Annotated photo localization data
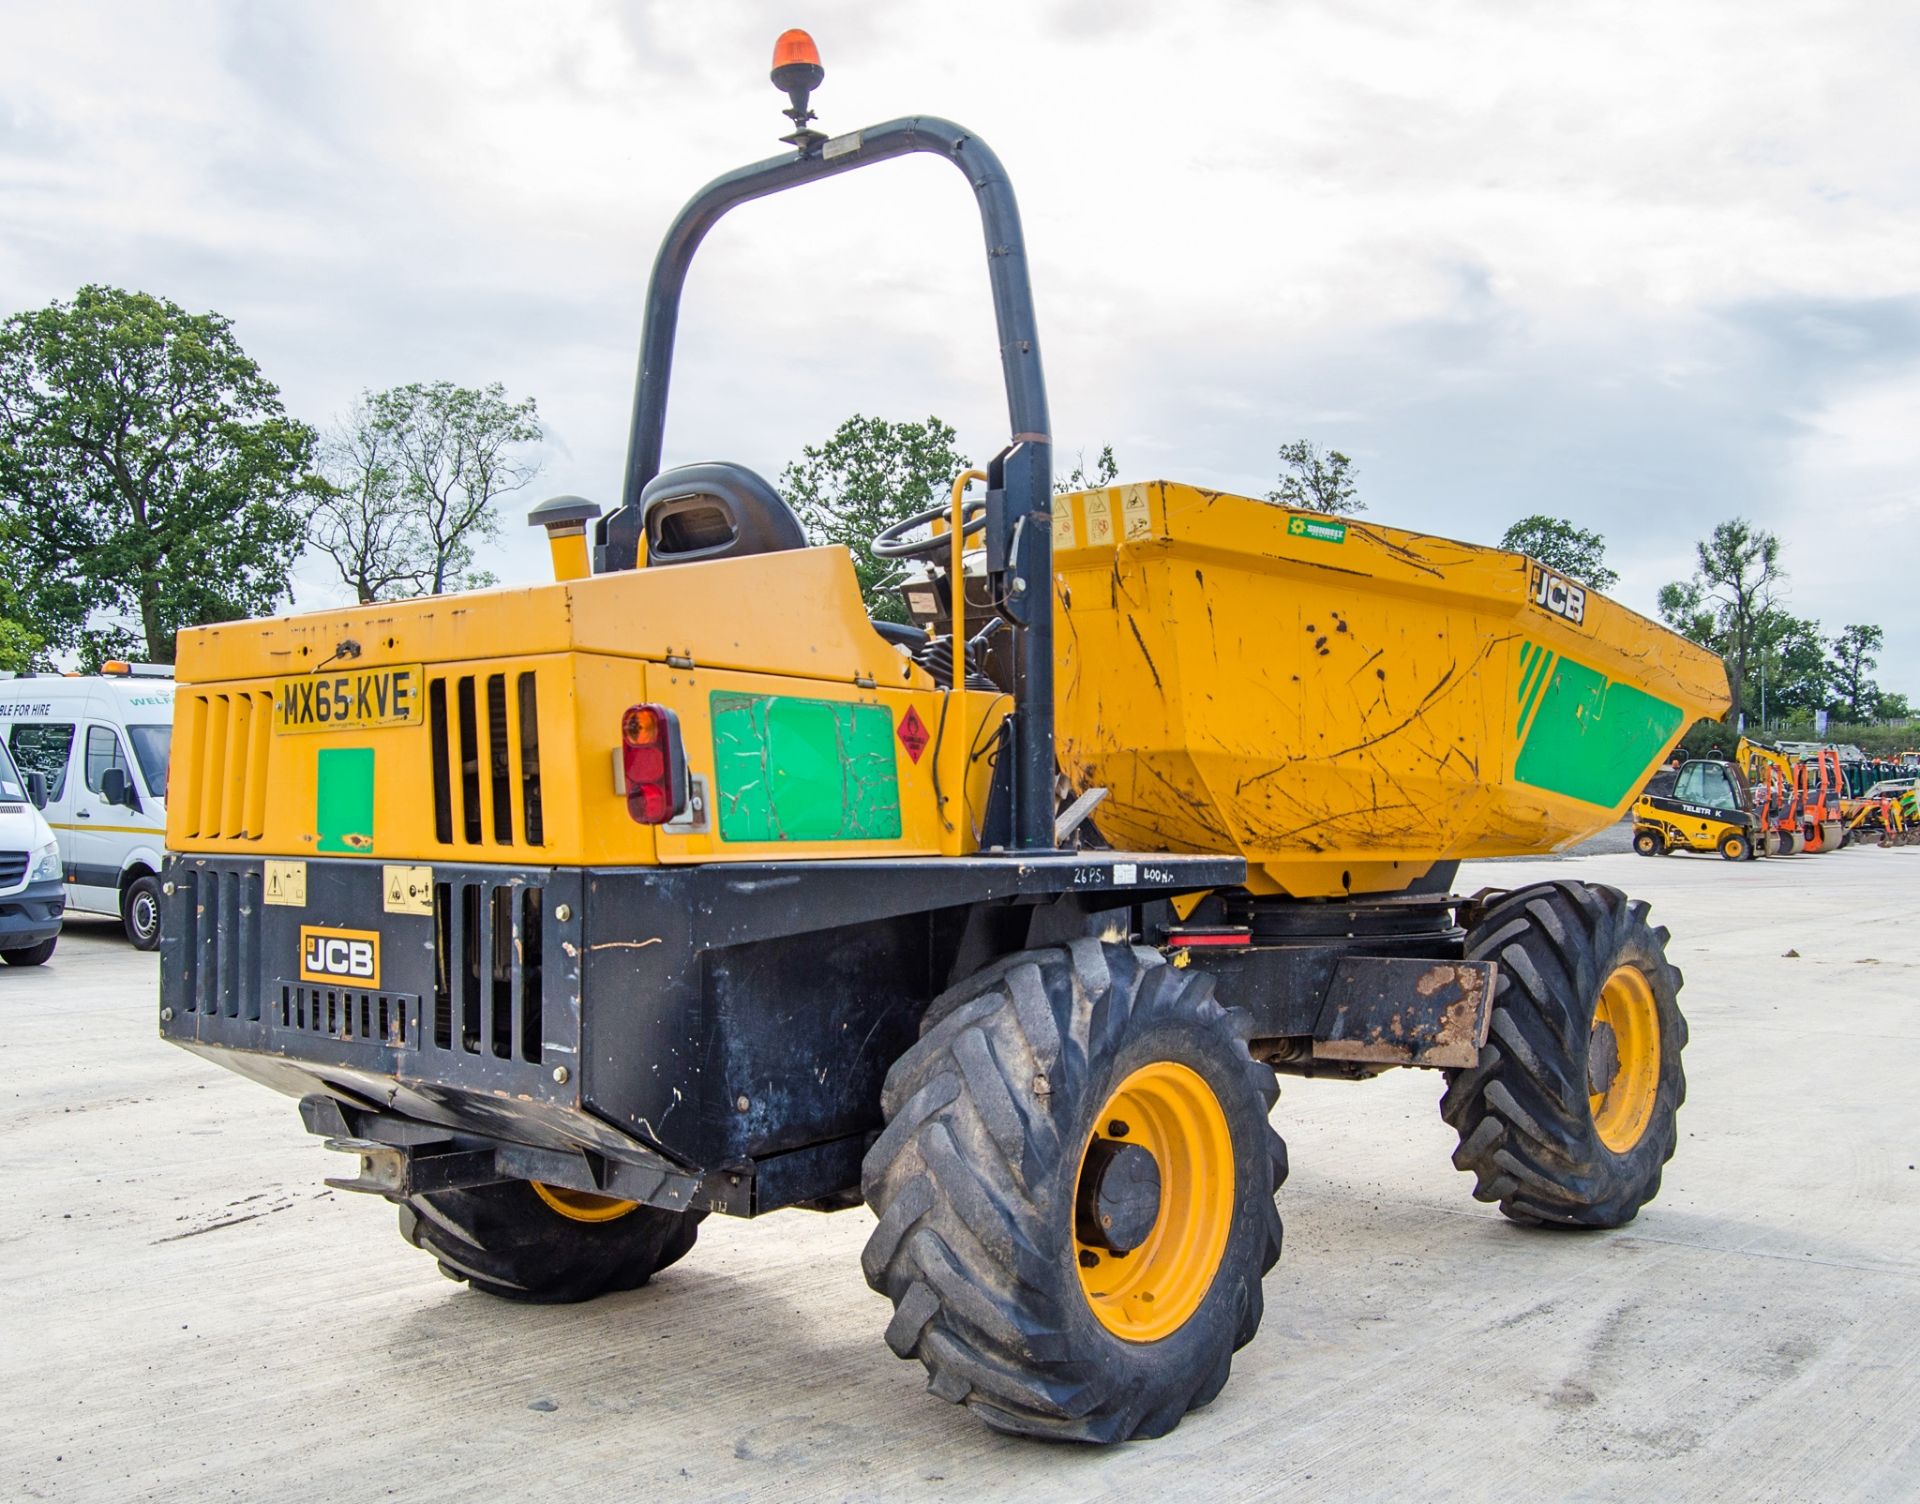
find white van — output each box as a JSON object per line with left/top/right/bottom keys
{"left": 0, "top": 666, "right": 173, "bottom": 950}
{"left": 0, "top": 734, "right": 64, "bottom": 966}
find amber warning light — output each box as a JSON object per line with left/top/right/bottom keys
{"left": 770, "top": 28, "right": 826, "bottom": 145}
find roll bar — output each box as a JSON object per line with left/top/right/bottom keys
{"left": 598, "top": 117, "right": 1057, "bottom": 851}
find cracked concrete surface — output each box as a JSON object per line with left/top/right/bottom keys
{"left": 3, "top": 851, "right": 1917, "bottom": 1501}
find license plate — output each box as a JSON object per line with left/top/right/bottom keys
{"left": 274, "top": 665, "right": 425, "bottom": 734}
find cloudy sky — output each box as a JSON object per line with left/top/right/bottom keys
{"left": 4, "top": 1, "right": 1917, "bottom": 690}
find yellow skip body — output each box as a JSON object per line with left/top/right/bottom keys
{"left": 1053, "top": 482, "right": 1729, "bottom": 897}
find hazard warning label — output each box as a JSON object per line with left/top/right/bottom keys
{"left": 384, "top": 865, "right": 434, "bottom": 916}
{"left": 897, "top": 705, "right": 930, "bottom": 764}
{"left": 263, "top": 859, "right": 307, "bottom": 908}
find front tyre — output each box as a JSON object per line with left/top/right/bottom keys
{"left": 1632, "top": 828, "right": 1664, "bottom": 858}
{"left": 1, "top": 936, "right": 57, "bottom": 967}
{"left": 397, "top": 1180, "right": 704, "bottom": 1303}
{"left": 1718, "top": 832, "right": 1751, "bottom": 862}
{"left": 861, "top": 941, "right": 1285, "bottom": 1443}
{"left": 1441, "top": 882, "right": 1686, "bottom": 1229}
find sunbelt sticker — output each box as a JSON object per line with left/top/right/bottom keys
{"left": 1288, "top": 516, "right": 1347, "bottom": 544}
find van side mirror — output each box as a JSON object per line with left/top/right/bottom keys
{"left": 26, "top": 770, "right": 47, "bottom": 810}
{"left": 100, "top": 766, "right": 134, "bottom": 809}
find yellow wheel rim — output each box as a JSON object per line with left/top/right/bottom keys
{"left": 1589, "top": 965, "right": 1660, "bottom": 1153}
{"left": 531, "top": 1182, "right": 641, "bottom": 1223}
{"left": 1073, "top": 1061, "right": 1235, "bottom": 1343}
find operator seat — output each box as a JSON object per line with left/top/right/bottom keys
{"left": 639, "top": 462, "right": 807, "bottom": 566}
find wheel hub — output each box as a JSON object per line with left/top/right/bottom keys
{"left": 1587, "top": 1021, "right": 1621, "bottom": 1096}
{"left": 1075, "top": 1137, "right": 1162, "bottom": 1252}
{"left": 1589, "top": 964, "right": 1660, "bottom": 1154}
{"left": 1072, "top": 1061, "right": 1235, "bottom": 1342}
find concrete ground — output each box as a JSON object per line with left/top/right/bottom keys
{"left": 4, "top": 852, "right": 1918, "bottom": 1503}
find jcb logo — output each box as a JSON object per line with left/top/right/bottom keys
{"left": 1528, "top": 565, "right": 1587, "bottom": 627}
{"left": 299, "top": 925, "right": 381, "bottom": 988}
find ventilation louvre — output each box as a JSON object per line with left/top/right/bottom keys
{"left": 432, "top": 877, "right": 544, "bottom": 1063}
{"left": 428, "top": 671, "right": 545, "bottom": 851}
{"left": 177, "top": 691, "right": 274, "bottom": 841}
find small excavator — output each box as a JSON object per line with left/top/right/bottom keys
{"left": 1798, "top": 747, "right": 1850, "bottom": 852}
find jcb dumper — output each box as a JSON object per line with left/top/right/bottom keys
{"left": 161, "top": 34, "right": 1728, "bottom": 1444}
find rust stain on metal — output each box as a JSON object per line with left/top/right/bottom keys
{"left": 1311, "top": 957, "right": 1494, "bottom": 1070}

Exercise. Print each record exactly as it stands, skipping the pictures.

Expected answer.
find white van — output each box as a JSON object per line with left/top/right/bottom keys
{"left": 0, "top": 666, "right": 173, "bottom": 950}
{"left": 0, "top": 734, "right": 64, "bottom": 966}
find amber warning light — output each box as a JSON object per line with left/top/right/bottom keys
{"left": 770, "top": 28, "right": 826, "bottom": 145}
find roll bar — output each box as a JSON object per line with left/top/right/bottom keys
{"left": 598, "top": 117, "right": 1057, "bottom": 851}
find cracked concrete surface — output each box as a JSON object per line with left/top/right/bottom keys
{"left": 3, "top": 851, "right": 1917, "bottom": 1501}
find license plate — output each box as a JSON object per line with left/top/right/bottom keys
{"left": 274, "top": 665, "right": 425, "bottom": 734}
find cloudy sky — output each box as a JSON object per line with left/top/right/bottom keys
{"left": 4, "top": 1, "right": 1917, "bottom": 690}
find yellow skip body — output each box as a JSON object per line with left/top/right/bottom keys
{"left": 1053, "top": 482, "right": 1729, "bottom": 897}
find hazard warning label — output each box as a JSON object per line with left/top/right/bottom keys
{"left": 384, "top": 865, "right": 434, "bottom": 916}
{"left": 897, "top": 705, "right": 930, "bottom": 764}
{"left": 263, "top": 859, "right": 307, "bottom": 908}
find front tyre — output each box as a JSON object per line with left/top/right/bottom keys
{"left": 1632, "top": 828, "right": 1664, "bottom": 858}
{"left": 1, "top": 936, "right": 57, "bottom": 967}
{"left": 397, "top": 1180, "right": 704, "bottom": 1303}
{"left": 1718, "top": 832, "right": 1751, "bottom": 862}
{"left": 861, "top": 941, "right": 1285, "bottom": 1443}
{"left": 1441, "top": 882, "right": 1686, "bottom": 1229}
find sunbelt sticker — output each box as a JSON object per line with left/top/right/bottom keys
{"left": 1288, "top": 516, "right": 1347, "bottom": 544}
find van side mirror — output each box as a JSON object per line with left/top/right/bottom keys
{"left": 26, "top": 770, "right": 47, "bottom": 810}
{"left": 100, "top": 766, "right": 134, "bottom": 809}
find yellow wheel rim — output each box as a JSON object per line with left/top/right/bottom keys
{"left": 1589, "top": 965, "right": 1660, "bottom": 1153}
{"left": 531, "top": 1182, "right": 641, "bottom": 1223}
{"left": 1073, "top": 1061, "right": 1235, "bottom": 1343}
find operator seat — output each box as a JSON object per line with left/top/right/bottom keys
{"left": 639, "top": 462, "right": 807, "bottom": 566}
find wheel hub — output each box as a JSON object per line with left/top/right/bottom keys
{"left": 1587, "top": 1021, "right": 1621, "bottom": 1096}
{"left": 1075, "top": 1137, "right": 1162, "bottom": 1252}
{"left": 1589, "top": 964, "right": 1660, "bottom": 1154}
{"left": 1072, "top": 1061, "right": 1235, "bottom": 1342}
find concrete ground — output each box as a JSON object per line with left/top/right/bottom keys
{"left": 4, "top": 852, "right": 1918, "bottom": 1503}
find jcb logo — output each box as a JSON object per line with left/top/right/bottom keys
{"left": 1528, "top": 565, "right": 1587, "bottom": 627}
{"left": 299, "top": 925, "right": 381, "bottom": 988}
find ventilation louvre — output each box as a JSON object per line with left/top/right/bottom keys
{"left": 432, "top": 877, "right": 544, "bottom": 1063}
{"left": 428, "top": 671, "right": 545, "bottom": 851}
{"left": 177, "top": 691, "right": 274, "bottom": 841}
find small excavator — output each box as a JSON object per line with left/top/right/bottom keys
{"left": 1798, "top": 747, "right": 1850, "bottom": 852}
find jcb dumper — output each box as a JSON object per line with left/top/right/bottom keys
{"left": 161, "top": 34, "right": 1728, "bottom": 1444}
find rust stain on metal — output each box as a JSON object per line with left/top/right/bottom keys
{"left": 1311, "top": 957, "right": 1494, "bottom": 1070}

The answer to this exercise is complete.